→ **WHAT THE TASK ASKS**:
Below are some records. Count the lines with "water" in them and give nothing but the total.

→ **RECORDS SHOWN**:
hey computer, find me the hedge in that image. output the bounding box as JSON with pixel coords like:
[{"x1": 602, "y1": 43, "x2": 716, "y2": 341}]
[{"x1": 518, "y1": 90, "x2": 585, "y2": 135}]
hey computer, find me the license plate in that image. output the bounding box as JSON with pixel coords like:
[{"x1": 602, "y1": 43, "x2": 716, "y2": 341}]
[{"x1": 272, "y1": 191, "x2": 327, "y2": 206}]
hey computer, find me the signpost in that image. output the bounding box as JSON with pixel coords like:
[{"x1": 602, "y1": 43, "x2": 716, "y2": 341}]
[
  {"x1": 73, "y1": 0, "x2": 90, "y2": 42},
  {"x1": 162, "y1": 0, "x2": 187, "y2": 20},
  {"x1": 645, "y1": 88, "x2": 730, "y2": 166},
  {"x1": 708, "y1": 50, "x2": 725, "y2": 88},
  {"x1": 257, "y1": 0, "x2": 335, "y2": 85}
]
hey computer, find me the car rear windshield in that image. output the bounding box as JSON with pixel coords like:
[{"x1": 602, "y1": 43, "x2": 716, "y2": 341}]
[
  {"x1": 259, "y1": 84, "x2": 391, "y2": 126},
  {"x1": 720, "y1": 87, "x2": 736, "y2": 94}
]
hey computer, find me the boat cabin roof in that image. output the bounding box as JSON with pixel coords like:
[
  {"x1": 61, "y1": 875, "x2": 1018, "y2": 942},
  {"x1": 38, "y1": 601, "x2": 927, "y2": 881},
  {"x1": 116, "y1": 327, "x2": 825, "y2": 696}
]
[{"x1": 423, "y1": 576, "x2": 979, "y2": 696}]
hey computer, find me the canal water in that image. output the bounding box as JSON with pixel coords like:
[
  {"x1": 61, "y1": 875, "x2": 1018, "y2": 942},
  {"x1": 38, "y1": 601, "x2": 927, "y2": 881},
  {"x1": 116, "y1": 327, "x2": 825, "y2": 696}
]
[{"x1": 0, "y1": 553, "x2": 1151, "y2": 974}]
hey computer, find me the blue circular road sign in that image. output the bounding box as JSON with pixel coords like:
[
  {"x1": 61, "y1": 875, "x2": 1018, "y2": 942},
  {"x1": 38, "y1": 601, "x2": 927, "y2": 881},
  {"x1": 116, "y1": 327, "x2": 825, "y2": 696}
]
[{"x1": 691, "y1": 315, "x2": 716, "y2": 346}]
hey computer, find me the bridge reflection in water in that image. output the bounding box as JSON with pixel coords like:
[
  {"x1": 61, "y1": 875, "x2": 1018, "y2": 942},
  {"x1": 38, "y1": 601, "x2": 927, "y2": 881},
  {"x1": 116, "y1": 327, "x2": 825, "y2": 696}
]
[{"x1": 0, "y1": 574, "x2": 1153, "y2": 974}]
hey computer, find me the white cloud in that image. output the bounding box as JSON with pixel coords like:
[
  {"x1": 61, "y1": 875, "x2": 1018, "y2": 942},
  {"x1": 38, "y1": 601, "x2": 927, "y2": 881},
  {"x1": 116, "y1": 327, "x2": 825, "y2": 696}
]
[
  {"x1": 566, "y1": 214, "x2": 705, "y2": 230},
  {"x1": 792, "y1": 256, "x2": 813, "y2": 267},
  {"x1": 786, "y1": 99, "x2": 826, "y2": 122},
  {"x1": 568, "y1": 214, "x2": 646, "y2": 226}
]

→ **SOLUTION**:
2